*** Opening DATA EXTRACT ***

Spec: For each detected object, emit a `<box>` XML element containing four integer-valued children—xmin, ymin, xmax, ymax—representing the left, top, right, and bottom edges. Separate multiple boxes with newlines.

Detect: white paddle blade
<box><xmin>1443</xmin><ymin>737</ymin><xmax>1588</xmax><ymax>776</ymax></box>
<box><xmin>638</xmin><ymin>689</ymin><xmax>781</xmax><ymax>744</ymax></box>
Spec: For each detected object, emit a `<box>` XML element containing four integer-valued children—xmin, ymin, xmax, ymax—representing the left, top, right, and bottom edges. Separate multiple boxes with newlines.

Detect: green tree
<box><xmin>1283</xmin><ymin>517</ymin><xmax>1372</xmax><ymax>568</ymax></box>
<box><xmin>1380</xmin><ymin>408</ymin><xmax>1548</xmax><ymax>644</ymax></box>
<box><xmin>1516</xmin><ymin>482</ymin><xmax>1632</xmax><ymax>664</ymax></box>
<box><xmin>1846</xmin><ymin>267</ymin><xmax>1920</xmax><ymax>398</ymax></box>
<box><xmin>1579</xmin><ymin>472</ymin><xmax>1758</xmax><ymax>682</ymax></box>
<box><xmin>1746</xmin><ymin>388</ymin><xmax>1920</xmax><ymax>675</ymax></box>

*** Closing DATA EXTRACT ***

- PROBLEM TO WORK ON -
Give all of the lines above again, exactly as they are.

- SOLUTION BELOW -
Spec: For each detected object, emit a `<box>` XML element containing four integer-valued children—xmin, ymin, xmax, ymax—representing the left, top, right, and bottom edges. Separate multiple boxes with newlines.

Detect: white paddle blade
<box><xmin>1443</xmin><ymin>737</ymin><xmax>1588</xmax><ymax>776</ymax></box>
<box><xmin>638</xmin><ymin>689</ymin><xmax>781</xmax><ymax>744</ymax></box>
Spec: For each detected object, emit a `<box>` XML element containing four integer-valued children—xmin, ymin, xmax, ymax—representing the left, top, right, and bottom edges. Separate multiple boxes with newlines.

Detect: green tree
<box><xmin>1283</xmin><ymin>517</ymin><xmax>1372</xmax><ymax>568</ymax></box>
<box><xmin>1380</xmin><ymin>408</ymin><xmax>1548</xmax><ymax>644</ymax></box>
<box><xmin>1516</xmin><ymin>482</ymin><xmax>1632</xmax><ymax>664</ymax></box>
<box><xmin>1846</xmin><ymin>267</ymin><xmax>1920</xmax><ymax>398</ymax></box>
<box><xmin>1579</xmin><ymin>472</ymin><xmax>1758</xmax><ymax>682</ymax></box>
<box><xmin>1746</xmin><ymin>388</ymin><xmax>1920</xmax><ymax>675</ymax></box>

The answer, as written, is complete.